(Recorded data)
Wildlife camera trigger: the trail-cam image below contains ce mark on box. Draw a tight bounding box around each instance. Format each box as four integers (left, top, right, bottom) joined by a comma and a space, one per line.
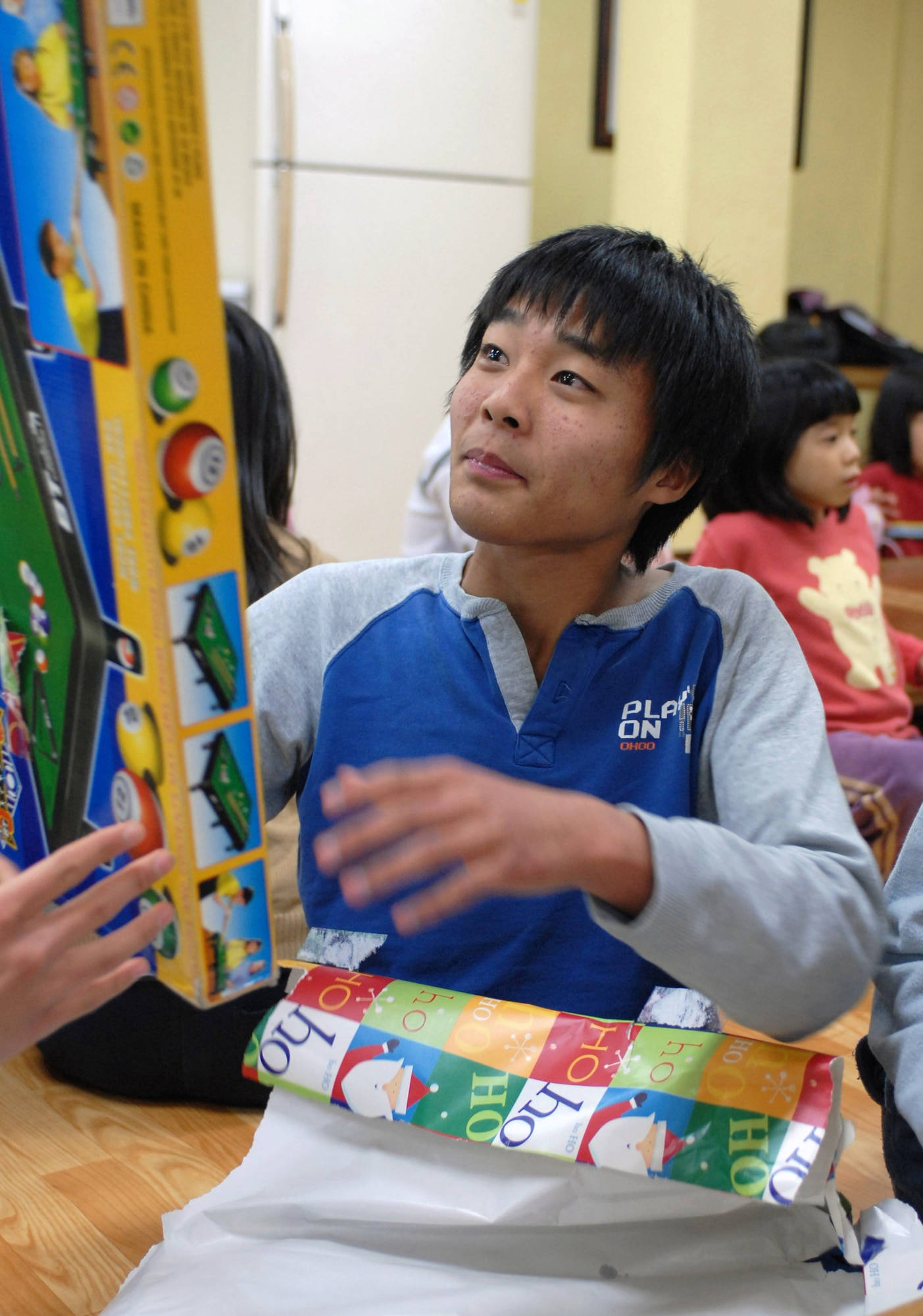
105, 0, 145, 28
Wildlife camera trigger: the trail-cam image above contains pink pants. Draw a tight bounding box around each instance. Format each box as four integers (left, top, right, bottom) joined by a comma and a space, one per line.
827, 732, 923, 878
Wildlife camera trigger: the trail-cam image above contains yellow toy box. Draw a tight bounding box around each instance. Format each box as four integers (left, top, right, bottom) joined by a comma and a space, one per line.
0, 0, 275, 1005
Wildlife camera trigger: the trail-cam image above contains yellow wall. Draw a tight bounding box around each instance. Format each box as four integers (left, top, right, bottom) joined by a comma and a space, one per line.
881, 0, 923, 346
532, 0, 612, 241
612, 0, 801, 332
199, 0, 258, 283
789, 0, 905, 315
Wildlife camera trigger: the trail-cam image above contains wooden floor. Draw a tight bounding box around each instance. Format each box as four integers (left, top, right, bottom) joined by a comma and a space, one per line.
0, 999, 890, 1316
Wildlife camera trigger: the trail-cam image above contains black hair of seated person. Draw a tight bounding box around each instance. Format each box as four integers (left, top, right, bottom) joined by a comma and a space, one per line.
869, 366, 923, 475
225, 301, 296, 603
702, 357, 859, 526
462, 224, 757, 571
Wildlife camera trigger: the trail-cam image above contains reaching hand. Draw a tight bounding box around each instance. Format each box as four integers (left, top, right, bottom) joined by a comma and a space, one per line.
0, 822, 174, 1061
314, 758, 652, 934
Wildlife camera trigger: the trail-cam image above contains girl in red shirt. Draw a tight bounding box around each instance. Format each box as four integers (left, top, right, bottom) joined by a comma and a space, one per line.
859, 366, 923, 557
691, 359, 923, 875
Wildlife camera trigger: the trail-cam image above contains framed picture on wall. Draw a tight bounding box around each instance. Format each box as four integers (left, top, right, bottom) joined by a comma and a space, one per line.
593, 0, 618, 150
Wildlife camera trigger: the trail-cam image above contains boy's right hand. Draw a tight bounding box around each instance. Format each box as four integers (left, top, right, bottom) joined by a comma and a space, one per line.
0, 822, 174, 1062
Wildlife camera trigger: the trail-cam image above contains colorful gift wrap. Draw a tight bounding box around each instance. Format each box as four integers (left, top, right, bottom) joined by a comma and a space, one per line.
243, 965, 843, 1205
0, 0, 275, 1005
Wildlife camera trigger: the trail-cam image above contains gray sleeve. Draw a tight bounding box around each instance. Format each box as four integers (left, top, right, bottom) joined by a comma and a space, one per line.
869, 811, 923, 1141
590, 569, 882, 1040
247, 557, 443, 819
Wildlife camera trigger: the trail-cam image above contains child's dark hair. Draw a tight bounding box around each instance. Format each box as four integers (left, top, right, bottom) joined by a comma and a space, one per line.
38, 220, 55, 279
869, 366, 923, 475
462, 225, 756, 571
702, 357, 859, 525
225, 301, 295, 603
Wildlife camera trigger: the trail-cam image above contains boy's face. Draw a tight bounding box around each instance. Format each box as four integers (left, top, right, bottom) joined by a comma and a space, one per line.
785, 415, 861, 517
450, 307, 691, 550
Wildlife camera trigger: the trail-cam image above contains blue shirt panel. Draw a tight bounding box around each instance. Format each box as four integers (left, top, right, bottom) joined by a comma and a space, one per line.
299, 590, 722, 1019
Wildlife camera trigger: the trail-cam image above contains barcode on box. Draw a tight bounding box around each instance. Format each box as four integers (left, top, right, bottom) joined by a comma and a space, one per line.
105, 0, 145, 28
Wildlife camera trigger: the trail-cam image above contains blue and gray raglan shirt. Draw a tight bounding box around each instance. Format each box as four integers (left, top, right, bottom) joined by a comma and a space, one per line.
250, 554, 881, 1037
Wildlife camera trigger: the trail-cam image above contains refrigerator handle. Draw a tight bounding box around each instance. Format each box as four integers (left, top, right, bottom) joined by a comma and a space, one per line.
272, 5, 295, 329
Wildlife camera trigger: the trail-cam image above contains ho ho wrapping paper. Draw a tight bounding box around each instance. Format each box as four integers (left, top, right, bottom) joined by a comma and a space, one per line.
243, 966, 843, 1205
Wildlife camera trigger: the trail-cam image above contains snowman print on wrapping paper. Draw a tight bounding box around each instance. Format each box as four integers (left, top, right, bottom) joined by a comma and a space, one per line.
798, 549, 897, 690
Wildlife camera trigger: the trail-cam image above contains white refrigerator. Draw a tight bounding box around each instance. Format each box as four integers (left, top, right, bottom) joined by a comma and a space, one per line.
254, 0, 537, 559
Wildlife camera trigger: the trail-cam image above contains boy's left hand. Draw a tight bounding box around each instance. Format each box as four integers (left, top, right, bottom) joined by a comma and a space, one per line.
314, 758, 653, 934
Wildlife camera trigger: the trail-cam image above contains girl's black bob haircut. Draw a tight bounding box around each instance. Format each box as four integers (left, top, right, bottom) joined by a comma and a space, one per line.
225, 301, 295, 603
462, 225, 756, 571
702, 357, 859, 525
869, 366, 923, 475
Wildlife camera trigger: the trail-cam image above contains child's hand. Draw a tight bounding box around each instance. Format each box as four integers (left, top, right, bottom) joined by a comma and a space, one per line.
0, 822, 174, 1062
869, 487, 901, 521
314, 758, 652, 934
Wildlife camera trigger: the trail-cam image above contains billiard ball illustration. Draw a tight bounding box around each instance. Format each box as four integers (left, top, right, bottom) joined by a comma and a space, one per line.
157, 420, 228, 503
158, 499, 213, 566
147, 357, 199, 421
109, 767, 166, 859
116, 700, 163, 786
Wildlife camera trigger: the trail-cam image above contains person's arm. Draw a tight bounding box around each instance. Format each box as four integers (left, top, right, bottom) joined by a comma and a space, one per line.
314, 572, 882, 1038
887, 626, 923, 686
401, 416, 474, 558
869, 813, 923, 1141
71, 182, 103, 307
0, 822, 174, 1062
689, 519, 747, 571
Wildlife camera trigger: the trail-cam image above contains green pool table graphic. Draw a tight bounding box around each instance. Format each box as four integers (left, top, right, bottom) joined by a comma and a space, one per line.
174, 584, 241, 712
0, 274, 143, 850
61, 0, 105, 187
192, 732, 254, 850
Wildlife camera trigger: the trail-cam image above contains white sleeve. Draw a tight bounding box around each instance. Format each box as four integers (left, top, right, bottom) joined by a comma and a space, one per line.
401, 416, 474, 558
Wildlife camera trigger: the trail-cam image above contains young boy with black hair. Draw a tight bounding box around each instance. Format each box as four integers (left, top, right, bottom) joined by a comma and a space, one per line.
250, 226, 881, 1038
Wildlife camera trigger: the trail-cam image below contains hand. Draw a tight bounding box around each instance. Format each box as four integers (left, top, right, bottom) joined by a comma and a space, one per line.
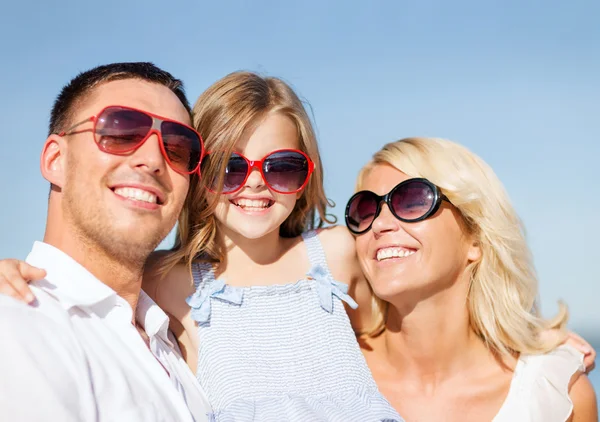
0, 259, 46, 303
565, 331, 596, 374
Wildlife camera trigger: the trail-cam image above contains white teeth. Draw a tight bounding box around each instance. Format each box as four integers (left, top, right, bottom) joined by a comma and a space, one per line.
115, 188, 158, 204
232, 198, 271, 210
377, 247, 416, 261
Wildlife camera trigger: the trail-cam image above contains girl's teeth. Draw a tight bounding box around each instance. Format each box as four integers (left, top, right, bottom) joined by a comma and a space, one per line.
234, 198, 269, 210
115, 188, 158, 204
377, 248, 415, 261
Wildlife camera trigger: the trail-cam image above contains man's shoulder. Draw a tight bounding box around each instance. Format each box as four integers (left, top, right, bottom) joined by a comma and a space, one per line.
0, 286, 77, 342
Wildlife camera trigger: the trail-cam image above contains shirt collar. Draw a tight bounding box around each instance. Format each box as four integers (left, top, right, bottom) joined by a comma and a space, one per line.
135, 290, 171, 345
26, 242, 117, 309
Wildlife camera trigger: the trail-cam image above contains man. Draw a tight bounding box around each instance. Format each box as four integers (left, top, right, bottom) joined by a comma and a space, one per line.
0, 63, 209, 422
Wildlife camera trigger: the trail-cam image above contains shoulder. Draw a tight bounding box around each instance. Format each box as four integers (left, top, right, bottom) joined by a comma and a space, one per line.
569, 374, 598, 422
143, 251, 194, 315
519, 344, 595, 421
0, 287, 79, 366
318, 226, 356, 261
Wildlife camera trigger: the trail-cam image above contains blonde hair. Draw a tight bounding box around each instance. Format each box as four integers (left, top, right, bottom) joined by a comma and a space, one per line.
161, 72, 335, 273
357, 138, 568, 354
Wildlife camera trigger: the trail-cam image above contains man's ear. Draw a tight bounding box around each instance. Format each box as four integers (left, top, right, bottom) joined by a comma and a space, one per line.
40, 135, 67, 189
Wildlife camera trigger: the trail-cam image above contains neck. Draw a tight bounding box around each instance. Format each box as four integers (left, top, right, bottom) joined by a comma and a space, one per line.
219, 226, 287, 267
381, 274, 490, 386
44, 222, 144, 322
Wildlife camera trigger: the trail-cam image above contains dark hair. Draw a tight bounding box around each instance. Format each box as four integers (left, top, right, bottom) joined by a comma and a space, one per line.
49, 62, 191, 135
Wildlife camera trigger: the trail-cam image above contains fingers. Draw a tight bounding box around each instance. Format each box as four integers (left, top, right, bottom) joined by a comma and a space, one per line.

> **Task to complete**
Copy from the listing above every line from the one containing "contains yellow wall." through the one containing "789, 0, 905, 315", including both of those lines, with no changes.

> **Result for this task**
Wildlife camera trigger: the trail-cam image above contains yellow wall. Draw a tight bounding box around each instance. Format each box as four integers (left, top, right, bottom) joined by a comma and a space, one per line.
881, 0, 923, 346
532, 0, 612, 241
612, 0, 801, 332
199, 0, 258, 283
789, 0, 905, 315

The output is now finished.